> _Exercise description_
Retype the entries below word for word, covering the stretch from the line containing "indicate the man's hair, a" through the line containing "column 428, row 353", both included.

Raw records
┏━━

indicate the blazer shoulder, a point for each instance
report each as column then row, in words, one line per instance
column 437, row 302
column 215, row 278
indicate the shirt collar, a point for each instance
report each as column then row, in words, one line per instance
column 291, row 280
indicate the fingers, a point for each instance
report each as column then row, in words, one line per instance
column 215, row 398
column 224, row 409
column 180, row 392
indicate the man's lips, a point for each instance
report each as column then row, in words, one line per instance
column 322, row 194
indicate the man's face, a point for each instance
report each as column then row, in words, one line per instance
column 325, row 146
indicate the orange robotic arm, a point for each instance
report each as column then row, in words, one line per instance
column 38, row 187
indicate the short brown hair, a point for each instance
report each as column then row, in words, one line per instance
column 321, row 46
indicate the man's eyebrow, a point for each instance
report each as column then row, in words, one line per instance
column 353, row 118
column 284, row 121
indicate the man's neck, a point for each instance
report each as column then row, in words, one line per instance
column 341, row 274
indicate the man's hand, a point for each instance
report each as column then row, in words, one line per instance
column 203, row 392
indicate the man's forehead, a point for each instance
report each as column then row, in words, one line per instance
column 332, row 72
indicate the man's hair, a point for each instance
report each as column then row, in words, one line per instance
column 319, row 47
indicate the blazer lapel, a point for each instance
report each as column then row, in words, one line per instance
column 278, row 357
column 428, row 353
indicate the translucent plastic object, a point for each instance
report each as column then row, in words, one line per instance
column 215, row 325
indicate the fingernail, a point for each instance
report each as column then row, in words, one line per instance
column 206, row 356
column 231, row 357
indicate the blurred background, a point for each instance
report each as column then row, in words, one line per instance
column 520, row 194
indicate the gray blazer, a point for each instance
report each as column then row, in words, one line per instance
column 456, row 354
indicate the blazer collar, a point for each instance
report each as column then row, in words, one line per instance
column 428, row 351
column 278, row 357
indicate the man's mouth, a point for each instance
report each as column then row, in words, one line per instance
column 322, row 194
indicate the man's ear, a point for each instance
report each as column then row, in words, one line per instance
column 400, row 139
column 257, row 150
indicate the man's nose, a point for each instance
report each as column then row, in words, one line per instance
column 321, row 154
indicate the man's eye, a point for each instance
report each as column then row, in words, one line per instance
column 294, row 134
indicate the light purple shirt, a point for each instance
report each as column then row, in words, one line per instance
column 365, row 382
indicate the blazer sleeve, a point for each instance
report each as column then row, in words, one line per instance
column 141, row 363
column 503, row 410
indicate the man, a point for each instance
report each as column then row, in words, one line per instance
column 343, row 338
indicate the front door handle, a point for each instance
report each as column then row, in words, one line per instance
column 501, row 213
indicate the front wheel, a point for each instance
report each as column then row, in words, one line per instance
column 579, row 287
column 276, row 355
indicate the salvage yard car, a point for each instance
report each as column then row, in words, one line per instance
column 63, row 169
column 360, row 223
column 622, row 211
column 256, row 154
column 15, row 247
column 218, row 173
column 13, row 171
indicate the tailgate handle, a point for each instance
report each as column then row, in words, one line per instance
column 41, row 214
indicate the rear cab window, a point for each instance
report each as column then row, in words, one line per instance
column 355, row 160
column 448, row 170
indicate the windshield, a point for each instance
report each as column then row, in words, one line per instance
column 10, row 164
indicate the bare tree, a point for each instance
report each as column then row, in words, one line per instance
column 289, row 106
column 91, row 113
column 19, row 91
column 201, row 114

┗━━

> _Solution for this task_
indicate the man's hair, a point for each instance
report each as column then row, in words, one line per instance
column 319, row 47
indicate the blazer lapel, a point for each instance
report each as column then row, in words, one line per instance
column 278, row 357
column 428, row 353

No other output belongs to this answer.